** Start Task inputs **

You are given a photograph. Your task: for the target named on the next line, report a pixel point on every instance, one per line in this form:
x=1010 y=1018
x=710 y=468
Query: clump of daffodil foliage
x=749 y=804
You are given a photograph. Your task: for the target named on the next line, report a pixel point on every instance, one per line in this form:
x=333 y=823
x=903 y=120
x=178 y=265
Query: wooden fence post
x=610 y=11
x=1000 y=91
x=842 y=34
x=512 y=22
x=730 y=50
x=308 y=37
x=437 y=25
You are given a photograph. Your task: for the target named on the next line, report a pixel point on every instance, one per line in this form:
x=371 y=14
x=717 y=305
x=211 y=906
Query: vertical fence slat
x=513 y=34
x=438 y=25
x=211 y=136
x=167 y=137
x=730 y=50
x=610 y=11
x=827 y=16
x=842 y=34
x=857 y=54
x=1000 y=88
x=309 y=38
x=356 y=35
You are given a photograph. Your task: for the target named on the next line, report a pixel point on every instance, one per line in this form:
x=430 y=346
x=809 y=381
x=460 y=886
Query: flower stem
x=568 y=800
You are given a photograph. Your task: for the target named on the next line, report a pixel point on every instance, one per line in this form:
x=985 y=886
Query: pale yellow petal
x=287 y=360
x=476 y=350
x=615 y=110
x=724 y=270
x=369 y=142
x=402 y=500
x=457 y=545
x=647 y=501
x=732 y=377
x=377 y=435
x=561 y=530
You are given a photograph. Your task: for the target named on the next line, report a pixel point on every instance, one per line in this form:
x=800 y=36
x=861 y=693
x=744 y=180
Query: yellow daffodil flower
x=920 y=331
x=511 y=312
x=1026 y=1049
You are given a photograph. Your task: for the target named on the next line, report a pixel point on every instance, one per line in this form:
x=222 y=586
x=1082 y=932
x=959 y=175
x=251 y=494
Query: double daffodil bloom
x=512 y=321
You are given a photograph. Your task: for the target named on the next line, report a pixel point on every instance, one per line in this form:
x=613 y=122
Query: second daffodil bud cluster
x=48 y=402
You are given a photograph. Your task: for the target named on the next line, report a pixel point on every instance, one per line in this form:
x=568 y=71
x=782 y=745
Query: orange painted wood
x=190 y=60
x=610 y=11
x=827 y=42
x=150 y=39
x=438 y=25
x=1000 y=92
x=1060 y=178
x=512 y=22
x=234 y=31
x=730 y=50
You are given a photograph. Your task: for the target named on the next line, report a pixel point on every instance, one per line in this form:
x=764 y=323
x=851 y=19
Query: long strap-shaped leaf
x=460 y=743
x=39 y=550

** End Task inputs **

Type the whole listing again, unaltered.

You are given a photograph. Your task: for the target named on the next line, report a pixel point on every instance, one per line in this form:
x=1010 y=1018
x=710 y=468
Query: clump of daffodil foliage
x=749 y=804
You are given a photograph. Your task: for the target named on the next line, report a pixel point on every instance, one per line in this form:
x=333 y=823
x=903 y=120
x=178 y=265
Query: wooden fence post
x=610 y=11
x=1000 y=91
x=842 y=34
x=512 y=22
x=730 y=50
x=308 y=37
x=437 y=25
You are given a photograph. Your task: for the target named on the next line, report a pixel point on every instance, one per line in this form:
x=371 y=14
x=717 y=305
x=211 y=906
Query: vertical fence slat
x=513 y=34
x=438 y=25
x=211 y=136
x=167 y=137
x=730 y=50
x=610 y=11
x=827 y=16
x=842 y=34
x=857 y=54
x=1000 y=88
x=309 y=38
x=356 y=35
You are given a photograph. Your task: for the target named on the next line, report a pixel point on every instance, one per line in this form:
x=430 y=346
x=809 y=381
x=460 y=886
Query: flower stem
x=568 y=800
You are given a photograph. Your task: for the target named on the next line, report a pixel point on every instance, one per line in this form:
x=985 y=886
Query: pale yellow petal
x=287 y=360
x=476 y=350
x=615 y=110
x=724 y=270
x=369 y=142
x=402 y=500
x=457 y=545
x=647 y=501
x=732 y=377
x=377 y=435
x=561 y=530
You are given a photograph. Your task: for the target named on the next line, report a pixel point on every instance, one per line in this form:
x=800 y=36
x=861 y=693
x=744 y=180
Query: yellow daffodil flower
x=920 y=331
x=511 y=312
x=1026 y=1049
You are given a photograph. Your task: for the target named on the next line, report a pixel point on every instance, one per line in this form:
x=222 y=586
x=1082 y=932
x=959 y=175
x=251 y=494
Query: double daffodil bloom
x=512 y=321
You are given a photograph. Your task: for the target named on the next line, report a pixel point on every instance, one per line in this form:
x=613 y=122
Query: second daffodil bud cluster
x=48 y=402
You are given a photograph. Your task: for the target named on the next line, report a pixel point on every instance, one per line in this form:
x=568 y=71
x=782 y=745
Query: orange painted wood
x=190 y=60
x=610 y=11
x=827 y=42
x=150 y=39
x=438 y=25
x=1000 y=92
x=1060 y=178
x=512 y=22
x=234 y=31
x=730 y=50
You are given a photograph. Your task: for the target named on the next line, report a pixel point on every instance, one per line in this form:
x=764 y=323
x=851 y=19
Query: long strap-shaped leaf
x=460 y=743
x=39 y=550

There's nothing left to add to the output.